• _EXCERPT_:
Take your shadow of the tomb raider example:
You would only notice this IF you had a 1080P 165hz+ screen and you were running a high end card, and you cared enough  to notice those FPS.

If any of that scenario changes: i.e. If you're on a 1440P screen, or you're running a budget build with a lesser vcard or slower ram even on a 120hz 1080p monitor you don't care or feel that 40 FPS on the CPU at all.  Those extra FPS never really amount to that much irl.

When it comes to GPU it's a different story, there you're paying for 15% FPS more in say something like 4K or more eyecandy, or whatever, so it's more noticeable than 40 fps when you're already pushing 140 because it allows you to experience more.


----------



## EzioAs (Jul 14, 2020)

Should also mentioned that the i5-10600K is OC'ed to 5.1GHz. I mean, yeah it's nice to look at but it doesn't really change what a lot of us know about the current state of CPUs from both sides. If you focus primarily on gaming, the i5-10600K is the best gaming CPU period. That was the conclusion reached when it originally launched and tested by many reviewers. Overclock it and put higher speed memory (which I'm not sure at what speed are the 10th gen CPUs more comfortable at for daily use), it becomes even faster, no surprises there. However, like many reviewers have noted, if you do more than just gaming and want to focus more on productivity workloads, Ryzen 3000 CPUs are usually the better performer/value (outside of the XT variants of course).

• _SOURCE DATA_:

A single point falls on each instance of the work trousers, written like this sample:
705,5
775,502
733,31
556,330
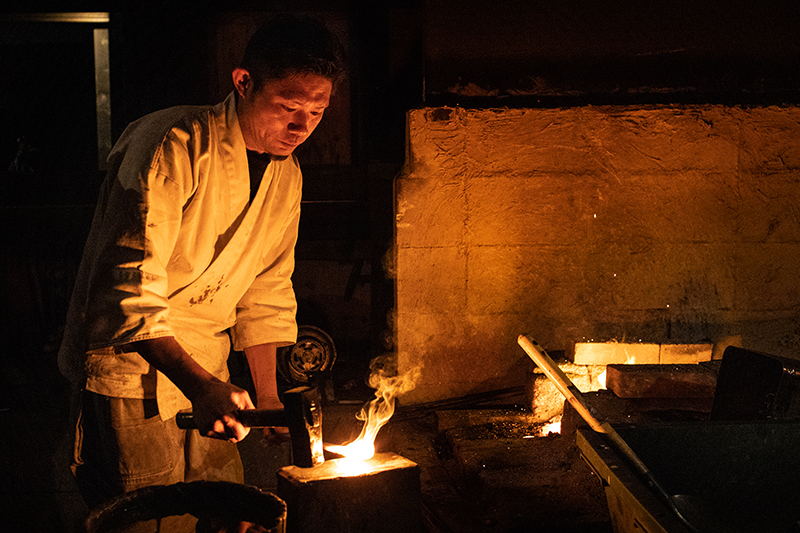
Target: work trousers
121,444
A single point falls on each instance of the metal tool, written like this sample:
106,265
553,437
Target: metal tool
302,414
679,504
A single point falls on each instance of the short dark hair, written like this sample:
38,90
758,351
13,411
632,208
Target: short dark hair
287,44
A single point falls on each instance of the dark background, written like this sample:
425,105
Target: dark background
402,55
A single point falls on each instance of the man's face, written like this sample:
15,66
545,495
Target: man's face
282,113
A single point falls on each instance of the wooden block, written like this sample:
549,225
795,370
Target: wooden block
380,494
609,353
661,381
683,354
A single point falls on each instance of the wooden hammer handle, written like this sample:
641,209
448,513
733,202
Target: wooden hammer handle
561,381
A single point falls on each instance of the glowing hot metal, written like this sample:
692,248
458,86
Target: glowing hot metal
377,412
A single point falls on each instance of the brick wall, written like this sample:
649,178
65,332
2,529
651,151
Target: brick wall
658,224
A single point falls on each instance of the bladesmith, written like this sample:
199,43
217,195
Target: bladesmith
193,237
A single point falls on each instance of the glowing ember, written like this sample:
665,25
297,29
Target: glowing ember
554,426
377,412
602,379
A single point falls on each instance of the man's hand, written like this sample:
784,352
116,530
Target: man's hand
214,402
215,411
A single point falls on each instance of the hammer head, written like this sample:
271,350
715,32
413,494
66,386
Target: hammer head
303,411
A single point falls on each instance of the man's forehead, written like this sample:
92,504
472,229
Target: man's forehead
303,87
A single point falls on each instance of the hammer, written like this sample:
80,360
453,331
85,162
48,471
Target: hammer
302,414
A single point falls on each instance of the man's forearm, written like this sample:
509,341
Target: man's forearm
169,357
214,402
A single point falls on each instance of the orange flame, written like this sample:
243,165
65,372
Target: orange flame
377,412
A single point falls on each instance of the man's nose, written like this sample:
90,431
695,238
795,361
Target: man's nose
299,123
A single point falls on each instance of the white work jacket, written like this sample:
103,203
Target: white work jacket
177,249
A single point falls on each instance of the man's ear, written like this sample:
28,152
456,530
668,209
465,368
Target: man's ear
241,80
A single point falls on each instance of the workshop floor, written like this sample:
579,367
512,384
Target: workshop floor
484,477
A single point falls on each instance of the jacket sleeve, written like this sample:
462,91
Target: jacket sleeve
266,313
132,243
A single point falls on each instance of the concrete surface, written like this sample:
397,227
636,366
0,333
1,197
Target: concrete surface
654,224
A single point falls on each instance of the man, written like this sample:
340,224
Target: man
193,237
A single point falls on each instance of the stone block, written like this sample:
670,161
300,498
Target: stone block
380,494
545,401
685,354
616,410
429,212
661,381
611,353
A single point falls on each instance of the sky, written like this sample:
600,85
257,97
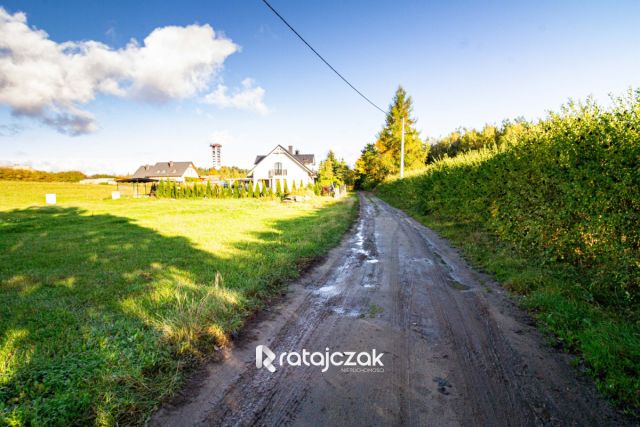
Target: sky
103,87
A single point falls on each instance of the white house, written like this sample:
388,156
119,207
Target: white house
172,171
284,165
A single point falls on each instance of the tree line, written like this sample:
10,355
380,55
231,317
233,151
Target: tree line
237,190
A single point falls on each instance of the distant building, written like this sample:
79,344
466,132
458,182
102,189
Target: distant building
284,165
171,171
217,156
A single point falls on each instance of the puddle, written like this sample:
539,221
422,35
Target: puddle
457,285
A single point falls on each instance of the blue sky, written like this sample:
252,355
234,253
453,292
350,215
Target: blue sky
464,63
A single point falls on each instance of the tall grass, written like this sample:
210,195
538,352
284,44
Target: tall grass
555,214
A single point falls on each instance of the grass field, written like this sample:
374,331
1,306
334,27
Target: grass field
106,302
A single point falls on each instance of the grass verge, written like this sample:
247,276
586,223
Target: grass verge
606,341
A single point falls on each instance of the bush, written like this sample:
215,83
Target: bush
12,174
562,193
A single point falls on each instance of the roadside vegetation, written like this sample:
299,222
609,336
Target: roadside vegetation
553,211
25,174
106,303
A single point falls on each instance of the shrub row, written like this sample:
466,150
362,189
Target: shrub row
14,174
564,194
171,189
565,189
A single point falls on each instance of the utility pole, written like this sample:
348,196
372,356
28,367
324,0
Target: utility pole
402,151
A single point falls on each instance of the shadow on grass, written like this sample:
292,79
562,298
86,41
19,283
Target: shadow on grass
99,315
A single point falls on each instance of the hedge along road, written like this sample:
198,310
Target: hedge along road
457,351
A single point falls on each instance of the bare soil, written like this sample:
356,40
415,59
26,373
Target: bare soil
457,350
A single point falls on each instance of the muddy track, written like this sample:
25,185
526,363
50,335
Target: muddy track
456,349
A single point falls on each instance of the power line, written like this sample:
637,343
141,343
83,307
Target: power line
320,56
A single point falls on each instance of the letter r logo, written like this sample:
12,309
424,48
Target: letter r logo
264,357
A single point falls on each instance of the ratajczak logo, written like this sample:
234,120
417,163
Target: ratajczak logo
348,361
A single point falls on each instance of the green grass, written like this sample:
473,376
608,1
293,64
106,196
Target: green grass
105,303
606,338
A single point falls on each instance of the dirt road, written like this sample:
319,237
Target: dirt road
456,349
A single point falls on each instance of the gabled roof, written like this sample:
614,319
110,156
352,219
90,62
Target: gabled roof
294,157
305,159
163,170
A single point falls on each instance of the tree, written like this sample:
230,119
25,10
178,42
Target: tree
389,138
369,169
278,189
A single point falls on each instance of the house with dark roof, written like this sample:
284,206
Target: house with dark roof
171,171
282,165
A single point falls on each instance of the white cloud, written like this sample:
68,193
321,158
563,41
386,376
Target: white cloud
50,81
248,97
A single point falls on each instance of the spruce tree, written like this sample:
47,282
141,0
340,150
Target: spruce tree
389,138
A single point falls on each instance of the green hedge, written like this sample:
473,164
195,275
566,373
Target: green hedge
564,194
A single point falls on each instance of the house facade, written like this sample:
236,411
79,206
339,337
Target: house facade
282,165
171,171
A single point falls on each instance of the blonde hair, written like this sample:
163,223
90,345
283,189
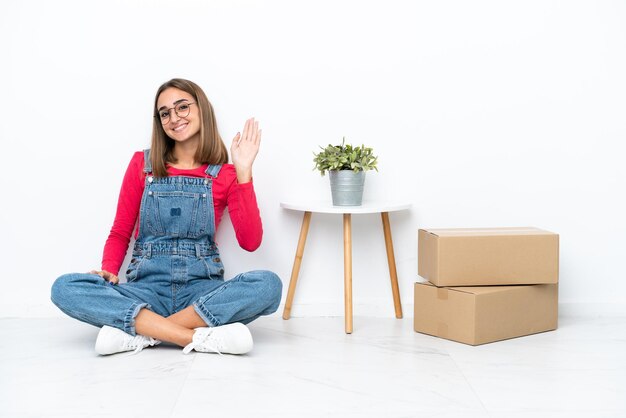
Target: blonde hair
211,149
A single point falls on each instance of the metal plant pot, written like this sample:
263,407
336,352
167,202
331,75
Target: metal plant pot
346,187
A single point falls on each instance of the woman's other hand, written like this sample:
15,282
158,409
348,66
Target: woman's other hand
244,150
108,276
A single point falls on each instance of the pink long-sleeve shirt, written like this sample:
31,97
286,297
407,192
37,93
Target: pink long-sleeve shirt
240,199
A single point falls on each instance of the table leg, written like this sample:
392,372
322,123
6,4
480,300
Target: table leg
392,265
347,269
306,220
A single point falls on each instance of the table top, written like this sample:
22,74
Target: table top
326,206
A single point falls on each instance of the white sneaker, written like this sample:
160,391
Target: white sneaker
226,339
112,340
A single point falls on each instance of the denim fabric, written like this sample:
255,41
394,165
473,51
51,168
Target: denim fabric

• _ACTION ITEM_:
Answer these questions using the forum excerpt.
(a) What screen resolution and refresh rate does the first post say a person would need to notice the extra FPS in the Shadow of the Tomb Raider example?
(b) What speed does EzioAs say the i5-10600K is overclocked to?
(c) Which CPUs does EzioAs call usually the better performer/value for productivity workloads?

• _PROBLEM SOLUTION_:
(a) A 1080P screen at 165hz or higher
(b) 5.1GHz
(c) Ryzen 3000 CPUs, outside the XT variants